[課題]: カンフートラベラー南拳の映画紹介文を、最後の文に続けて書き継ぐ。

[映画紹介文]:
----
【シリーズ作 カンフー映画】カンフートラベラー(功夫机器侠KUNG FU TRAVELER)シリーズ

投稿者: | 2021年7月17日

カンフートラベラー南拳 (功夫机器侠之南拳KUNG FU TRAVELER)100分

お薦め度 ★★☆☆☆☆☆☆☆☆

作品紹介

2018年1月13日公開

今回ご紹介するのは、エイリアンと戦うための技を習得するために、過去にタイムスリップして達人から技を伝授してもらう、というSFカンフーアクション作品です。

それでは、まずはあらすじから、

エイリアンの侵略を受けている2147年の地球。

人類の最後の砦として戦闘を繰り広げていた中国軍は、銃火器が無力化された事で、さらなる劣勢を強いられていた。

そんな時、接近戦に持ち込めば、かつて中国で伝えられたカンフー技を使用する事で、エイリアンに対して致命的なダメージをあたえる事ができる、と判明する。

そこで、中国軍は技術の粋を集め、武術を習得させるためのロボットを開発し、過去にタイムスリップさせて伝説の達人に弟子入りさせる計画を推し進めるのだった!?

重要な任務を遂行する二人(というか一人と一体)

本作は、中国最大級の動画配信サイト【アイ・チーイー】が、製作した映画作品という事で、自社の動画サイトのみで限定配信公開された作品です。

他の作品との比較ができないので、判断しにくいですが、一応初週で、2000万以上視聴を記録した、という事ですので、大ヒットした作品となっています。

同時期に続編も製作されていましたので、一応シリーズ両方とも大ヒットしたシリーズとなっています。

主演を務めるのは、(マトリックス)でキアヌー・リーブスのアクション指導を担当し、そのお礼としてキアヌー・リーブス初監督作(ファイティングタイガー)で突然主演デビューし、

その後(トリプルスレット)(詳しくはこちら)でも主演の一人として活躍しているタイガー・チェンです。

トリプルスレット)では、トニー・ジャー、イコ・ウワイシスなど既に人気のスターに交じってタイガー・チェンだけ、誰?という感じでしたが、

アクション自体は他の二人ほどではないにしても、結構目立っていました。

そこで、タイガー・チェン単独主演の本作シリーズですが、本作の設定は、2147年という近未来、エイリアンの侵略を受けている人類は、総攻撃を開始するも、ことごとく、打ち負かされ、武器は無効化されてしまったので、

銃火器を使用しない素手での戦闘に活路を見出し、その奥義を極めるために、清朝の時代にロボットを送り込んで、必殺の南拳を学ばせる、というかなり漫画チックな設定となっています。

清朝で南拳の奥義を習得する任務を背負ったロボット

勿論タイムスリップして南拳の達人に弟子入りするロボット役が、タイガー・チェンで、基本的にはロボットですので、感情がない、と言う設定ないという設定になっています。
----
[項目一覧]:
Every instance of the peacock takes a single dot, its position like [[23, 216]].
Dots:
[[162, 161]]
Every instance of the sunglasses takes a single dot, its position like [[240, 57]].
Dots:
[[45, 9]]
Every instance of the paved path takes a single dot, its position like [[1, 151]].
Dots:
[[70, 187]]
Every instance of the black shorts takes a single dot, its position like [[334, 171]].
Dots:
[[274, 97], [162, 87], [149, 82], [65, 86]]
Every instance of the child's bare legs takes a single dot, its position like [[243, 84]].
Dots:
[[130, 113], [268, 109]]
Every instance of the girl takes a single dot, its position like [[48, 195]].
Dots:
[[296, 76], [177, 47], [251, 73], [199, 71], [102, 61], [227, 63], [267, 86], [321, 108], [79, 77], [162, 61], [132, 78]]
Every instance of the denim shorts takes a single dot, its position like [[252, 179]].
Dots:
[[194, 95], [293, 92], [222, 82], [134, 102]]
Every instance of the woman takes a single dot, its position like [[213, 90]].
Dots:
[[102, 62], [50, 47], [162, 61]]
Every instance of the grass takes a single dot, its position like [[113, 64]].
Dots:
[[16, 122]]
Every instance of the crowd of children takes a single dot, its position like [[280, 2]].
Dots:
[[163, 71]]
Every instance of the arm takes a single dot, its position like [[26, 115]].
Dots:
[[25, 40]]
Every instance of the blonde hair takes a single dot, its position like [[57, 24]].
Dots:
----
[結果]:
演技力の乏しさはその設定で補填できるので、あとはアクションをメインで見せていくだけ、という武術指導がメインだったタイガー・チェンの経歴をも補えるような設定になっています。

漫画チックな設定ではありますが、この設定が意外に物語展開に効いていて、感情のないロボットが、カンフーの奥義を極めようとすると、

どうしても、その武術の精神面での境地に達する事ができません。

で、いくら鍛錬を積んでも、奥義の境地に到達できない。

そこで、実はこのロボットに密かに備わっていた、感情抑制プログラムを開放します。

そこから、感情の全く無かったロボットが、徐々に喜怒哀楽に目覚めてく、というなかなか燃える展開となっていきます。

おしいのは、その設定の面白さに、タイガー・チェンの演技力が追い付いていない、というか、微妙な感情表現が伝わってきにくいので、

結局、それほど感情が溢れてきているようには見えない、のが残念でした。

その分、ヒロイン役のワン・チーの切ない恋心が浮かび上がってきていましたので、タイガー・チェンに足りない部分はワン・チーが補っている、

というようなバランスになってるのではないでしょうか。

ワン・チーの叶わぬ恋が切ない、、。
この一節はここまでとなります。